- _ACTIVITY_
Lines from the one containing "Target: black eye patch" through the last line of the records below need to be repeated exactly; nothing else, and no pictures.

RECORDS FOR THIS TASK START

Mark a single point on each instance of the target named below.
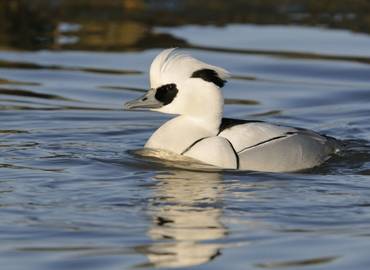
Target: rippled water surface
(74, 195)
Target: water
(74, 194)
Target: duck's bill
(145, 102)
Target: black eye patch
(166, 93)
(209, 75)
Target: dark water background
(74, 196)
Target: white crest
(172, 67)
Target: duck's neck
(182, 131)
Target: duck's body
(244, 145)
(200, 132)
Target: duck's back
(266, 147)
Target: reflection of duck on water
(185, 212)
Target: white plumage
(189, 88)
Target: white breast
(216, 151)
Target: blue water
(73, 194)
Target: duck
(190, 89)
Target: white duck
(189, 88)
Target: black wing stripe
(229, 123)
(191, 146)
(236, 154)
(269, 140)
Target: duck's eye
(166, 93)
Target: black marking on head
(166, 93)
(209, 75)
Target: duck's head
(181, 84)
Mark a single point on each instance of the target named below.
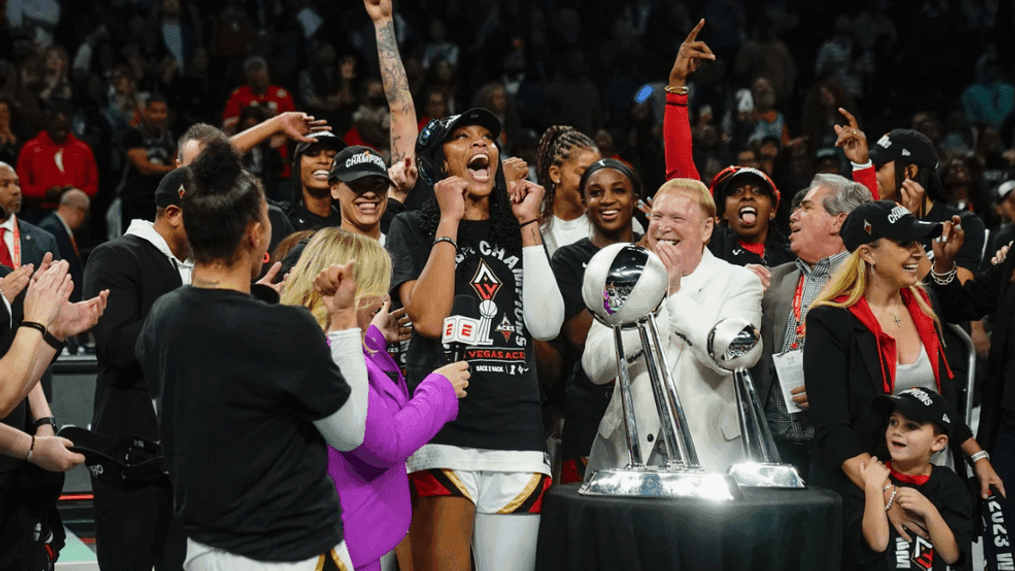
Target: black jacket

RECORDS FOR THIS TASK END

- _OUTPUT BELOW_
Target: black eye patch
(166, 93)
(209, 75)
Target: dark water background
(74, 196)
Target: white crest
(172, 67)
Target: duck's neck
(182, 131)
Target: duck's body
(244, 145)
(200, 132)
Target: duck's back
(266, 147)
Target: reflection of duck on water
(185, 212)
Target: white plumage
(189, 88)
Target: white breast
(216, 151)
Target: blue water
(73, 194)
Target: duck
(190, 89)
Target: white duck
(189, 88)
Target: black wing stripe
(229, 123)
(191, 146)
(236, 154)
(269, 140)
Target: duck's eye
(166, 93)
Target: black marking on head
(166, 93)
(209, 75)
Target: duck's head
(181, 84)
Mark a single point on each instance of the target named below.
Target: black jacket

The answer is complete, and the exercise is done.